* Task instructions *
**a.** In the abstract on simulating polymers under cyclic loading, what does the mixed strategy use the Fast Fourier Transform to create?
**b.** Which methods does the abstract on polymers under cyclic loading name with an abbreviation in parentheses? List all of them.

* Document text *
Abstract
The knowledge of the service life of polymers under cyclic loading, widely used in industrial applications, is required and usually based on the use of methods necessitating an accurate prediction of the stabilized cycle. This implies a large computation time using the Finite Element Method (FEM) since it requires a large number of cycles for polymers. To alleviate this difficulty, a model order reduction method can be used. In this paper, a mixed strategy is investigated. Through the Proper Generalized Decomposition Method (PGD) framework, this strategy combines the Fast Fourier Transform (FFT) to create a priori time basis and the FEM to compute the related spatial modes. The method is applied to 3D thermal problems under cyclic loadings. The robustness of the proposed strategy is discussed for various boundary conditions, multi-times, and different cyclic loadings. A large time saving is obtained proving the interest of this alternative strategy to deal with fatigue simulations.

* Provided data *
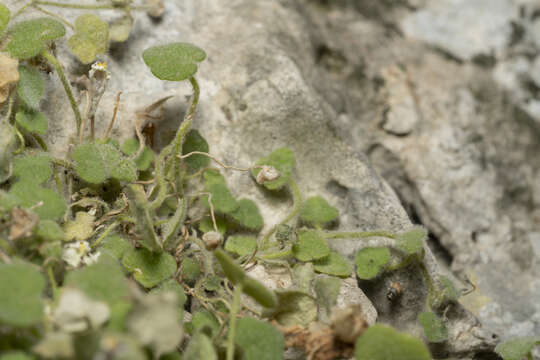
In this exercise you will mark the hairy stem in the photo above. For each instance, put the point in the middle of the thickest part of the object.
(56, 64)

* Expected outputs *
**a.** An a priori time basis.

**b.** Finite Element Method (FEM), Proper Generalized Decomposition Method (PGD), Fast Fourier Transform (FFT)